◆ GIVEN INSTRUCTION
From the records below, copy every line that contains the word "bare". Case matters, so skip lines where the word appears only in a different case.

• • • • • • •

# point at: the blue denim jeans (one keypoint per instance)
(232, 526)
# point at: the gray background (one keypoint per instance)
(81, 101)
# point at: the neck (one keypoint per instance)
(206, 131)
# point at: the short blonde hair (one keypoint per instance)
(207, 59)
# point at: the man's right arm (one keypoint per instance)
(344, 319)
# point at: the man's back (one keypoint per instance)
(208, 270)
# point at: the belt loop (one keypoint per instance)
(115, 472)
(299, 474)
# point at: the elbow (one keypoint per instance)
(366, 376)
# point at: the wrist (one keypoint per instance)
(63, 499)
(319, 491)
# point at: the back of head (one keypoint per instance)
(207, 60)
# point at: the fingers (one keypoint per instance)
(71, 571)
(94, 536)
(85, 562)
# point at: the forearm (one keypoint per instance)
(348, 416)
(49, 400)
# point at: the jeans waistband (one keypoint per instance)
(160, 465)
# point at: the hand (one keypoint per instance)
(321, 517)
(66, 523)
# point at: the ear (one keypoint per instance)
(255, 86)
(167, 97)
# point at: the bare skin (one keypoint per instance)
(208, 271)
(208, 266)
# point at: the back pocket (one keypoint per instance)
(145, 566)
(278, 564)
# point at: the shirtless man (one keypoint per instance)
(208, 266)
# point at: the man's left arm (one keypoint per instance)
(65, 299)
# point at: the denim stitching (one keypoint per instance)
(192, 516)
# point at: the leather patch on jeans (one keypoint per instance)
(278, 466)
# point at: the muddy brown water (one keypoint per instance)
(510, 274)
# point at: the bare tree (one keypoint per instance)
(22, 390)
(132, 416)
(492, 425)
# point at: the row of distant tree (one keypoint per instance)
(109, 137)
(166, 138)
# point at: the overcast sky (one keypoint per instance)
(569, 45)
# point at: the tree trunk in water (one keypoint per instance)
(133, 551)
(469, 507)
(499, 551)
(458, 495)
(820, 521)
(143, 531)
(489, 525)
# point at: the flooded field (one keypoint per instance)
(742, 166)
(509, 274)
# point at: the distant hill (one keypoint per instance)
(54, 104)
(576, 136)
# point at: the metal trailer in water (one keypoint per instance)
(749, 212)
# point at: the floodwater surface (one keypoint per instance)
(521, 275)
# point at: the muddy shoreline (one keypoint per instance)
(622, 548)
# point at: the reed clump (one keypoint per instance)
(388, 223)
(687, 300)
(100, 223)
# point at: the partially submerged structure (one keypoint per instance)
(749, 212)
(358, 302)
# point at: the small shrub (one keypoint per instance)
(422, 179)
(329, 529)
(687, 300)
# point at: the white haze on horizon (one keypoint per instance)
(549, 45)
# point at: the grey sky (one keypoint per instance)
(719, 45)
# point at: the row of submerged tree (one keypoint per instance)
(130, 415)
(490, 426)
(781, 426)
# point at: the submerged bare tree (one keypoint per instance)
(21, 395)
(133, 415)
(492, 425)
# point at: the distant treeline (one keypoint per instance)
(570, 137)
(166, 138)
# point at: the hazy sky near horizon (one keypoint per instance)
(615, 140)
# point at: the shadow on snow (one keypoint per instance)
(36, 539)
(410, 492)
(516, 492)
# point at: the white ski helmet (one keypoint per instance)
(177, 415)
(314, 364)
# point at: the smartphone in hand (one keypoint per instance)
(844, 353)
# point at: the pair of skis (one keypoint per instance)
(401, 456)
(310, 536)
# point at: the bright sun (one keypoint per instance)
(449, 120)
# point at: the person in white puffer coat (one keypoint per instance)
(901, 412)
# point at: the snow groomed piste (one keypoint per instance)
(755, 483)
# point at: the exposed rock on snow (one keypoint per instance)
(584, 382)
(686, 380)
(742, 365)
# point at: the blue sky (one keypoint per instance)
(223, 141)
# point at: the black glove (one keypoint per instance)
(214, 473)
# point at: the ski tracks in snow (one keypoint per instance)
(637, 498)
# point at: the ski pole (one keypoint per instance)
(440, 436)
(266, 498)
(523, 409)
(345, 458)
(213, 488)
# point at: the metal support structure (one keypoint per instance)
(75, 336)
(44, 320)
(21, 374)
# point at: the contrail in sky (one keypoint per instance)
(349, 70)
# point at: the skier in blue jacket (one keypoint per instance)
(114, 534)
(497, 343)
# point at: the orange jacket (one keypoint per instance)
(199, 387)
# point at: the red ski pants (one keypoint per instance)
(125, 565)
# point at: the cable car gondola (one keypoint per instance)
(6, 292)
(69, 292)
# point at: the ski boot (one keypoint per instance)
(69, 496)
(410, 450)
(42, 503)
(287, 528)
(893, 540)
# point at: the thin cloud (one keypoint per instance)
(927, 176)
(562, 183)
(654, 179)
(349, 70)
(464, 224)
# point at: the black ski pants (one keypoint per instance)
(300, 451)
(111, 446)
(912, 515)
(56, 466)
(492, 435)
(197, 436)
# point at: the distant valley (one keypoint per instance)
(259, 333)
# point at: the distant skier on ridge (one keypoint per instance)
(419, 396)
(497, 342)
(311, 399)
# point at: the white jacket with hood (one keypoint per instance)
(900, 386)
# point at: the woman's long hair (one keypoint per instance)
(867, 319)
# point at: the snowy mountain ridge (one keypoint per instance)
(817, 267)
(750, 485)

• • • • • • •

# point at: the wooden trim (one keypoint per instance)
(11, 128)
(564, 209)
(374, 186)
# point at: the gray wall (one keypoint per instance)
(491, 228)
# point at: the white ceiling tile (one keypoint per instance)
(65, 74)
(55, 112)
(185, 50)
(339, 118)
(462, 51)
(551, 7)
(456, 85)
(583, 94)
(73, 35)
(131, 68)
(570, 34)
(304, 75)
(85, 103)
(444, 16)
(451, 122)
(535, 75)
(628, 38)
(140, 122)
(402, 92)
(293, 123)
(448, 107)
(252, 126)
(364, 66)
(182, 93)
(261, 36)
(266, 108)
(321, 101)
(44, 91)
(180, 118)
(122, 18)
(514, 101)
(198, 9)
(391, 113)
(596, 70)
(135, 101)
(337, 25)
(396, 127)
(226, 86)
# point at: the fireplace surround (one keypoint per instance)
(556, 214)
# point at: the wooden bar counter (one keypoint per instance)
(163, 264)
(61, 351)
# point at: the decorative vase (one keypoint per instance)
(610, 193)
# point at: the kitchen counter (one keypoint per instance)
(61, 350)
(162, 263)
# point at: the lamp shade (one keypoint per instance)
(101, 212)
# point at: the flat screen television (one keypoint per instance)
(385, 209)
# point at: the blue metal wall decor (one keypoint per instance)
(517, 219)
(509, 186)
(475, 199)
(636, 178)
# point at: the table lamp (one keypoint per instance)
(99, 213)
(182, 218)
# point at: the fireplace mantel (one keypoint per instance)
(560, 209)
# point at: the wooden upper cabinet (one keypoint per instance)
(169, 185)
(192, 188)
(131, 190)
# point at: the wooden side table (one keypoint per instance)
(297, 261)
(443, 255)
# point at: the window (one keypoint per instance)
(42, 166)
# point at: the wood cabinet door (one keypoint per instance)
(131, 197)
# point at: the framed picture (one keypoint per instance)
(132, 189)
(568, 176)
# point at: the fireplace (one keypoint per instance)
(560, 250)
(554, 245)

• • • • • • •

◆ SOLUTION
# point at: the bare skin (one keypoint per instance)
# point at: the bare tree (one keypoint per instance)
# point at: the submerged bare tree (one keypoint per instance)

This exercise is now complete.